[DOCUMENT PASSAGE start]

Dovonte Edwards

Sam Houston Bearkats
- Title: Safeties coach

Personal information
- Born: October 17, 1982 (age 43) Chapel Hill, North Carolina, U.S.
- Height: 5 ft 11 in (1.80 m)
- Weight: 181 lb (82 kg)

Career information
- High school: Chapel Hill (NC)
- College: NC State
- NFL draft: 2005: undrafted

Career history

Playing
- Minnesota Vikings (2005–2006); New York Giants (2007)*; Detroit Lions (2007); Toronto Argonauts (2009); Toronto Argonauts (2011)*; Omaha Nighthawks (2011–2012);
- * Offseason and/or practice squad member only

Coaching
- Kentucky Christian (2014) Special teams coordinator & defensive backs coach; Kentucky Christian (2015) Assistant head coach, defensive coordinator, & defensive backs coach; Furman (2016) Defensive analyst; Morehead State (2017) Co-special teams coordinator & defensive backs coach; Morehead State (2018) Defensive coordinator & defensive backs coach; North Carolina Central (2019–2020) Defensive pass game coordinator & defensive backs coach; Elon (2021) Defensive pass game coordinator & safeties coach; Elon (2022–2024) Defensive coordinator & defensive backs coach; Sam Houston (2025–present) Safeties coach;

Career NFL statistics
- Total tackles: 37
- Pass deflections: 5
- Interceptions: 1
- Defensive touchdowns: 1
- Stats at Pro Football Reference
- Stats at CFL.ca (archive)

[DOCUMENT PASSAGE end]
[EXTRACTED RECORDS start]

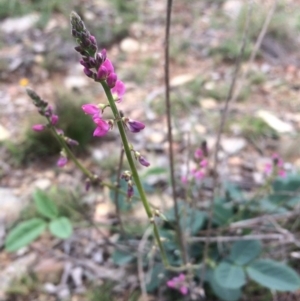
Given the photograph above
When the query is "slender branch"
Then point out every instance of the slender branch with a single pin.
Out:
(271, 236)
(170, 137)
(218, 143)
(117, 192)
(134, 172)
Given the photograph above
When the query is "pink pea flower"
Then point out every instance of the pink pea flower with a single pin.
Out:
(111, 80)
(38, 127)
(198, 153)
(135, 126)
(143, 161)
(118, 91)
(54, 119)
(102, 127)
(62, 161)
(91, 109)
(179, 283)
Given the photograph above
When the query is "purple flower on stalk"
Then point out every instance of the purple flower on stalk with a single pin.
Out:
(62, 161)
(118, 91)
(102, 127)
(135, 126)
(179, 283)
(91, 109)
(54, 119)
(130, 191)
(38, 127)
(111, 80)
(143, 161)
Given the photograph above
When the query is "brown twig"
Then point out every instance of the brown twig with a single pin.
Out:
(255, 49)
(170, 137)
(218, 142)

[EXTRACTED RECORDS end]
[EXTRACTED RECORDS start]

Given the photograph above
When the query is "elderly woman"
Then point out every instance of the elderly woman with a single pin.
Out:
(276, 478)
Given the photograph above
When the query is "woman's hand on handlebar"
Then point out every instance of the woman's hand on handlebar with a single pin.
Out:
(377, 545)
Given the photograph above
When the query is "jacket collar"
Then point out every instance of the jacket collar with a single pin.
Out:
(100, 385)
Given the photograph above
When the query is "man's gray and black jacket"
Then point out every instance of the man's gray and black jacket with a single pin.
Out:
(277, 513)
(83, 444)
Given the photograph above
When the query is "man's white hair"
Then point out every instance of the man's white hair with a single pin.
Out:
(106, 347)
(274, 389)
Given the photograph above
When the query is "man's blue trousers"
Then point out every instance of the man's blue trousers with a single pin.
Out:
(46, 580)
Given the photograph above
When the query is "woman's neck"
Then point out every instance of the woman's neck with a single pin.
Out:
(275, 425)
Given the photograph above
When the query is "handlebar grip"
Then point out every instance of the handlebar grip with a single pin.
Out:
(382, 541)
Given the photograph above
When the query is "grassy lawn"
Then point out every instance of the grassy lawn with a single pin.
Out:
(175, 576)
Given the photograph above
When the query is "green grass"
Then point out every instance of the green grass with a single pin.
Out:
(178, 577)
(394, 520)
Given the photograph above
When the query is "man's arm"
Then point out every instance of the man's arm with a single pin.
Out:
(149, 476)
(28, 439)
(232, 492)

[EXTRACTED RECORDS end]

JOB:
Reproduce verbatim everything in the Dovonte Edwards profile from "Dovonte Edwards" down to "in (1.80 m)".

FINAL RESULT:
Dovonte Edwards

Sam Houston Bearkats
- Title: Safeties coach

Personal information
- Born: October 17, 1982 (age 43) Chapel Hill, North Carolina, U.S.
- Height: 5 ft 11 in (1.80 m)